▸ **What to work on**:
Return each of the entries below precisely as it appears.

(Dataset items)

::::

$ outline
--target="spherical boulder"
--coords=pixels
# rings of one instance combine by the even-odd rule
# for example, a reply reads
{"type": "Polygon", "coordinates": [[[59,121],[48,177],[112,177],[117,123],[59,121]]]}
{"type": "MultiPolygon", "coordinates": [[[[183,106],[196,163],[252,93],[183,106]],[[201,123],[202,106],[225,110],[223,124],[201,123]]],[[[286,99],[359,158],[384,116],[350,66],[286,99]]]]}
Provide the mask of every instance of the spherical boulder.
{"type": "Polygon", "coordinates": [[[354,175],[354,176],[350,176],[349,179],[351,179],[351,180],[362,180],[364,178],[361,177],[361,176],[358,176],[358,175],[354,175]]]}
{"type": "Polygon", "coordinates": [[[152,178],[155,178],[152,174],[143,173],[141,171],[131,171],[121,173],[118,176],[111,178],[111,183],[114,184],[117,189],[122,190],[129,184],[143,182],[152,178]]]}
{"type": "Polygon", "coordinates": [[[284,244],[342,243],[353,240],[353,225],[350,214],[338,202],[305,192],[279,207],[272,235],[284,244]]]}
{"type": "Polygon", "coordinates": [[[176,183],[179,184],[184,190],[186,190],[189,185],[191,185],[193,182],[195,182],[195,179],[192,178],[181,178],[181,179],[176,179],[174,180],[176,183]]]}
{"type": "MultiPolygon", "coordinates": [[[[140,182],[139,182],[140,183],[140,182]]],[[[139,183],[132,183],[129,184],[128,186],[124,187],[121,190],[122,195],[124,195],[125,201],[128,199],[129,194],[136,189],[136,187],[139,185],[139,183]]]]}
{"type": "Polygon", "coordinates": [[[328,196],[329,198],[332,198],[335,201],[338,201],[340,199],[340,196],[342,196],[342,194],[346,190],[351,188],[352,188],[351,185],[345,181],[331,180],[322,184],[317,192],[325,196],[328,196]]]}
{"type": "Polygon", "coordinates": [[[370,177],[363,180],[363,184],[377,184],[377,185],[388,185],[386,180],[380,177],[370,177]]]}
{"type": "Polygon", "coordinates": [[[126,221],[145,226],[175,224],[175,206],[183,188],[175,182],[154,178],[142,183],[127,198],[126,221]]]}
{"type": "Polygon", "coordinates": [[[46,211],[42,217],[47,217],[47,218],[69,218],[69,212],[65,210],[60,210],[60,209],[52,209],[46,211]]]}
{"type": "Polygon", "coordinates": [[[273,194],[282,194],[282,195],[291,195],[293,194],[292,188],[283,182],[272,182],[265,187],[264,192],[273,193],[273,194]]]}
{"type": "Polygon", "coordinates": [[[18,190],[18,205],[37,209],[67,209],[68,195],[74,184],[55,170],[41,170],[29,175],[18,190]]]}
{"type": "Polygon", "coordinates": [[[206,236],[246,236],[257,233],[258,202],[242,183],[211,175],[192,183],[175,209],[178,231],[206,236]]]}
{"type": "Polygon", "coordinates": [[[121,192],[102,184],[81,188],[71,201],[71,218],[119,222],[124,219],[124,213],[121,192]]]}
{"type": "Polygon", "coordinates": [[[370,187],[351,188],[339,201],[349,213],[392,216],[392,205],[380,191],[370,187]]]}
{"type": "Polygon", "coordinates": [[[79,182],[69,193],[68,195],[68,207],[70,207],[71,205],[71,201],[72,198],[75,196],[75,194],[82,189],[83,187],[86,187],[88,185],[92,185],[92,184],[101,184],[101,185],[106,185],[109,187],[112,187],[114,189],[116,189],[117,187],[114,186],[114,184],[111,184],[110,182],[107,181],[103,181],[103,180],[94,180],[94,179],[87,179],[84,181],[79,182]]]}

::::

▸ **Problem solution**:
$ outline
--target="spherical boulder"
--coords=pixels
# rings of one instance combine by the even-odd rule
# for example, a reply reads
{"type": "Polygon", "coordinates": [[[59,121],[48,177],[112,177],[117,123],[59,121]]]}
{"type": "MultiPolygon", "coordinates": [[[[183,106],[196,163],[252,93],[183,106]],[[201,123],[202,106],[225,110],[223,124],[201,123]]],[[[286,99],[359,158],[384,116],[350,66],[286,99]]]]}
Provide the mask of every instance of the spherical boulder.
{"type": "Polygon", "coordinates": [[[354,175],[354,176],[350,176],[349,179],[351,179],[351,180],[362,180],[364,178],[361,177],[361,176],[358,176],[358,175],[354,175]]]}
{"type": "Polygon", "coordinates": [[[152,178],[155,178],[152,174],[143,173],[141,171],[131,171],[121,173],[118,176],[111,178],[111,183],[114,184],[117,189],[122,190],[129,184],[143,182],[152,178]]]}
{"type": "Polygon", "coordinates": [[[284,244],[342,243],[353,240],[353,225],[350,214],[338,202],[305,192],[279,207],[272,235],[284,244]]]}
{"type": "Polygon", "coordinates": [[[176,183],[179,184],[184,190],[186,190],[189,185],[191,185],[193,182],[195,182],[195,179],[192,178],[181,178],[181,179],[176,179],[174,180],[176,183]]]}
{"type": "MultiPolygon", "coordinates": [[[[140,182],[139,182],[140,183],[140,182]]],[[[139,183],[132,183],[129,184],[128,186],[124,187],[121,190],[122,195],[124,195],[125,201],[128,199],[129,194],[136,189],[136,187],[139,185],[139,183]]]]}
{"type": "Polygon", "coordinates": [[[328,196],[329,198],[332,198],[335,201],[338,201],[340,199],[340,196],[342,196],[342,194],[346,190],[351,188],[352,188],[351,185],[345,181],[331,180],[322,184],[317,192],[325,196],[328,196]]]}
{"type": "Polygon", "coordinates": [[[370,177],[363,180],[363,184],[377,184],[377,185],[388,185],[386,180],[380,177],[370,177]]]}
{"type": "Polygon", "coordinates": [[[126,221],[145,226],[175,224],[175,206],[183,188],[175,182],[154,178],[142,183],[127,198],[126,221]]]}
{"type": "Polygon", "coordinates": [[[46,211],[42,217],[47,217],[47,218],[69,218],[69,212],[65,210],[60,210],[60,209],[52,209],[46,211]]]}
{"type": "Polygon", "coordinates": [[[273,194],[282,194],[282,195],[291,195],[293,194],[292,188],[283,182],[272,182],[265,187],[264,192],[273,193],[273,194]]]}
{"type": "Polygon", "coordinates": [[[18,190],[18,205],[37,209],[67,209],[68,195],[74,184],[55,170],[41,170],[29,175],[18,190]]]}
{"type": "Polygon", "coordinates": [[[206,236],[246,236],[257,233],[258,202],[242,183],[211,175],[192,183],[175,209],[178,231],[206,236]]]}
{"type": "Polygon", "coordinates": [[[121,192],[102,184],[81,188],[71,201],[71,218],[119,222],[124,219],[124,213],[121,192]]]}
{"type": "Polygon", "coordinates": [[[370,187],[351,188],[339,201],[349,213],[392,216],[392,205],[380,191],[370,187]]]}
{"type": "Polygon", "coordinates": [[[79,182],[69,193],[68,195],[68,207],[70,207],[71,205],[71,201],[72,198],[75,196],[75,194],[82,189],[83,187],[86,187],[88,185],[92,185],[92,184],[101,184],[101,185],[106,185],[109,187],[112,187],[114,189],[116,189],[117,187],[114,186],[114,184],[111,184],[110,182],[107,181],[103,181],[103,180],[94,180],[94,179],[87,179],[84,181],[79,182]]]}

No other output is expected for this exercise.